**Prompt:**
Rewrite the records from the line containing "Note to the class: point to the wooden" through the end of the records, inclusive, substituting "mark" for each "dot" and keeping everything else unchanged.

● ● ● ● ●

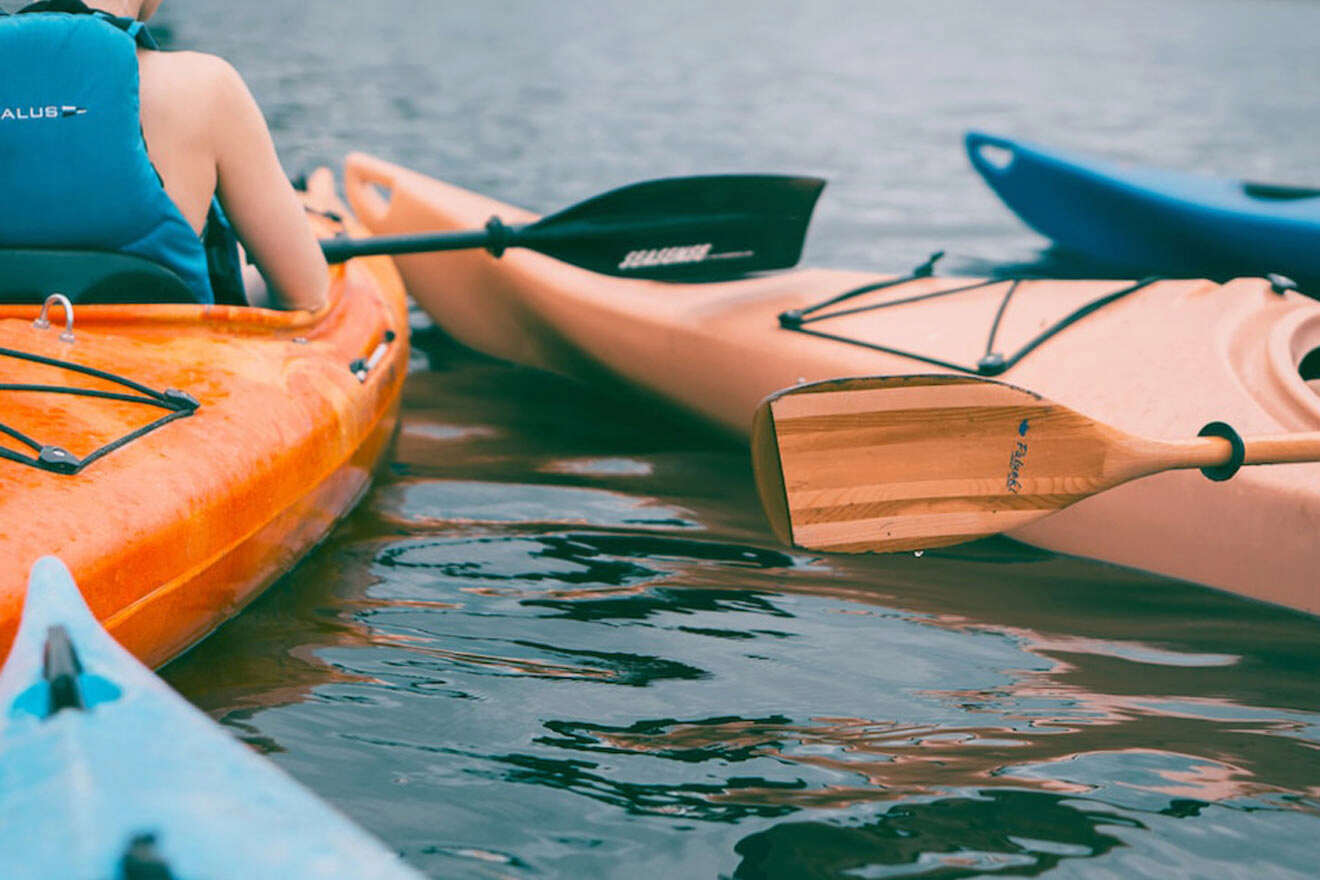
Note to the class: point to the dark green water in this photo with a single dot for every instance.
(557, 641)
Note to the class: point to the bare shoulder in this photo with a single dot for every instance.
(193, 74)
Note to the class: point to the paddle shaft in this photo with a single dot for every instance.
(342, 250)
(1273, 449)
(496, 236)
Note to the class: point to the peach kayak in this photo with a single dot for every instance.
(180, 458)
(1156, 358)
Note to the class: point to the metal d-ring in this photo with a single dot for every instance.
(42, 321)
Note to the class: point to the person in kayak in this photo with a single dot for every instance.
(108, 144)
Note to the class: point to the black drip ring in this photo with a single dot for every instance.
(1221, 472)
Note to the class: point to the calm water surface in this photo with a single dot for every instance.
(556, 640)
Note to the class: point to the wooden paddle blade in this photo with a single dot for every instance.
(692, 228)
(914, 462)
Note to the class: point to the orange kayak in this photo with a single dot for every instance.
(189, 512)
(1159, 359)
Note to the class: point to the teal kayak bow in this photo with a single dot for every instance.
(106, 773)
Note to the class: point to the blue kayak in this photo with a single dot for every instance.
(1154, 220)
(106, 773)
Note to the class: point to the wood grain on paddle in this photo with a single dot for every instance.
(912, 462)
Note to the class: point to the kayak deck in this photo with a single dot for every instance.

● ● ● ● ●

**The reply:**
Note to the class: point to the wooden paddle blade in this photo with a single mark for every instance.
(692, 228)
(914, 462)
Note to the class: point to the orange kayak in this photo with a single mark for every instance.
(189, 512)
(1159, 359)
Note to the class: point to the teal kayak bow in this photo with a single mark for every instance.
(106, 773)
Note to the class: point to the blue kayak in this photo with a single mark for every instance.
(1154, 220)
(106, 773)
Note to the class: point to the wood grain on paddle in this photo with a single mark for every instance.
(912, 462)
Note to the class: point to the kayak deck in this photo with a single mark for every instance.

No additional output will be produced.